Photo-based referring expression data:
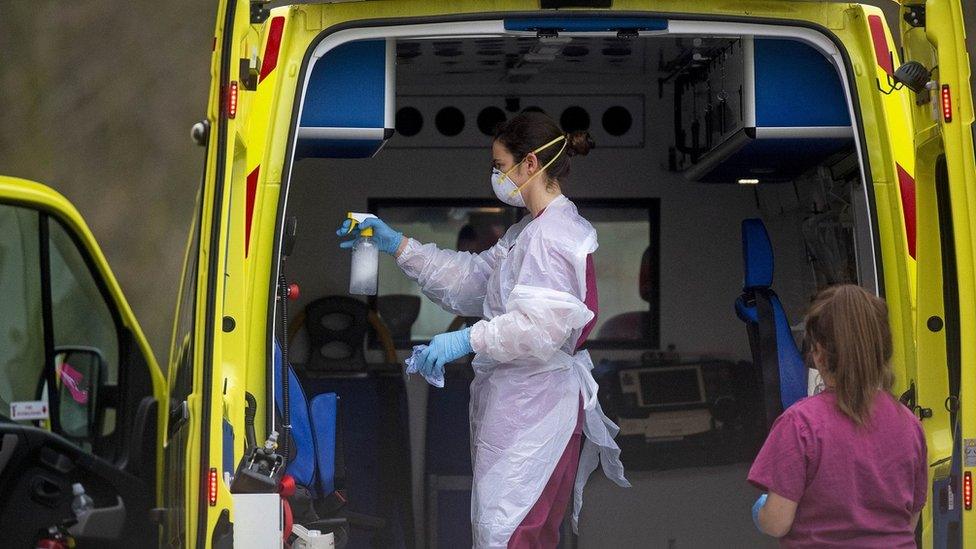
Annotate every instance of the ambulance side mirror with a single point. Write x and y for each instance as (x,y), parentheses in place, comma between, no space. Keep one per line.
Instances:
(79,375)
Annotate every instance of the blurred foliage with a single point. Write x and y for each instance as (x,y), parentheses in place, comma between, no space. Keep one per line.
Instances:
(96,100)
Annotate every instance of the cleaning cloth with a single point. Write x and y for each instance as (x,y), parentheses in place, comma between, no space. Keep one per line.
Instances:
(413,363)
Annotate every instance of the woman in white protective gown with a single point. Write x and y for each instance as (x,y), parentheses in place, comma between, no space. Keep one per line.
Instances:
(533,396)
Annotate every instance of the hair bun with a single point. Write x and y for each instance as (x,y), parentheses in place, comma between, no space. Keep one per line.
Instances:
(579,143)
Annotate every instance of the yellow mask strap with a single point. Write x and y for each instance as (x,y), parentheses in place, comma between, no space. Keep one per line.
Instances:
(540,149)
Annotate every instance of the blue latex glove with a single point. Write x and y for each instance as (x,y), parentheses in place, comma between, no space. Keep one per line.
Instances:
(444,348)
(755,510)
(385,238)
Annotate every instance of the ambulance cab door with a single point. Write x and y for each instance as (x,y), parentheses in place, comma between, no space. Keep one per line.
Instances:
(936,64)
(79,386)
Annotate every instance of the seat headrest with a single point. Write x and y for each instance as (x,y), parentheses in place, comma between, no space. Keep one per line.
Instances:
(757,255)
(644,280)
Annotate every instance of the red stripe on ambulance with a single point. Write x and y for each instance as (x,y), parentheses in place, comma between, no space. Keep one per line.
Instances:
(881,51)
(272,47)
(906,184)
(252,188)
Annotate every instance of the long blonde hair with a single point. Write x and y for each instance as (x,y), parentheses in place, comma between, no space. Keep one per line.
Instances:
(849,326)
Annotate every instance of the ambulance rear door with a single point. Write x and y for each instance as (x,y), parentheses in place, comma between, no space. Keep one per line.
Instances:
(936,68)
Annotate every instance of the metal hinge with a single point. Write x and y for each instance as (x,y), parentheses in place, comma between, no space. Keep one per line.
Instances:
(908,399)
(259,11)
(915,15)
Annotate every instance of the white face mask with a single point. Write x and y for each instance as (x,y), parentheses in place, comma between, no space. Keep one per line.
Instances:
(506,190)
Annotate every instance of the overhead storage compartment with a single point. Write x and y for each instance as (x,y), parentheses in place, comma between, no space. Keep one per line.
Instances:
(760,110)
(348,110)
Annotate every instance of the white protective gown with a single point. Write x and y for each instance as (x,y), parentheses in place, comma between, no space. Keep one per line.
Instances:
(529,288)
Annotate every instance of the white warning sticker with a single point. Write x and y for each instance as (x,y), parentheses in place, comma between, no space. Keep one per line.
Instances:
(969,447)
(28,409)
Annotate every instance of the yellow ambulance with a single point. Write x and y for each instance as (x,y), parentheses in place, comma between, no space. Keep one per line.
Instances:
(845,146)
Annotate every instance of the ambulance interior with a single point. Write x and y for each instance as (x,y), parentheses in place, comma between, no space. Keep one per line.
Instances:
(694,136)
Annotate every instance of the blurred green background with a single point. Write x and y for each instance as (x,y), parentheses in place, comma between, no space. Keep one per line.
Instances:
(96,100)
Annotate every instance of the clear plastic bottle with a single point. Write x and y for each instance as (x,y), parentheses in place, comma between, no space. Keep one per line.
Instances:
(365,259)
(82,503)
(365,264)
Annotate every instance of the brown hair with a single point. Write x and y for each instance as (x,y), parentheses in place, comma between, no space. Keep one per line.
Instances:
(850,327)
(530,130)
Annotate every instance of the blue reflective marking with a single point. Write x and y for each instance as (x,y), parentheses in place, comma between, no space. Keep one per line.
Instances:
(585,24)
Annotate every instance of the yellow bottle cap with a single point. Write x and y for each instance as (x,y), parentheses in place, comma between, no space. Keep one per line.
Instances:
(358,218)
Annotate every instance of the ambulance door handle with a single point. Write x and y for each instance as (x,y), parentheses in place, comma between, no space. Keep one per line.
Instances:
(178,417)
(7,447)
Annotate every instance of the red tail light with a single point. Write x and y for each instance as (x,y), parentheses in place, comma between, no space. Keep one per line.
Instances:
(212,487)
(946,103)
(232,99)
(271,50)
(967,490)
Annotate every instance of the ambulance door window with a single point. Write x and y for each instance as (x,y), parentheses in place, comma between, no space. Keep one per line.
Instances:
(21,320)
(81,318)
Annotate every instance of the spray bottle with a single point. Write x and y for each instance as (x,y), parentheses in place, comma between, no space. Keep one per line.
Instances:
(365,258)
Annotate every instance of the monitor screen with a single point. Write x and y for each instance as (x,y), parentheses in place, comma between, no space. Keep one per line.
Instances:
(666,386)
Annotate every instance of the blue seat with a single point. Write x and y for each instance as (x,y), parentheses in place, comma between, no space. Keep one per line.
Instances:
(313,442)
(784,372)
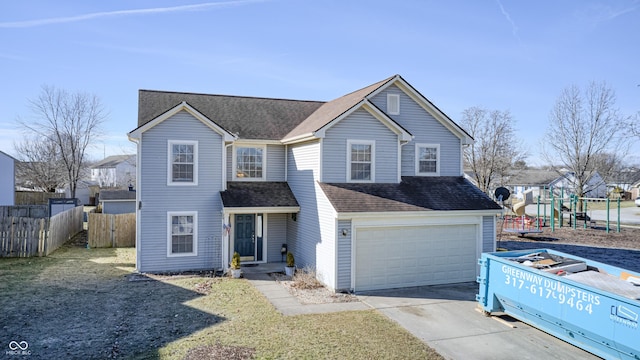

— Task item —
From the line that holds "Annotate every instance of the monitor" to the last line of the records, please copy each line exactly and nothing else. Pictures stay out.

— Your solution —
Annotate every instance of the monitor screen with a single point. Write x and y for each instance as (x,y), parentheses in place, comma between, no space. Keep one per line.
Instances:
(666,386)
Annotate every instance of the blue seat with a single point. Write x and y for each instance as (x,y), parentheses in place, comma between, no space. Keep one per line.
Instances:
(313,442)
(784,372)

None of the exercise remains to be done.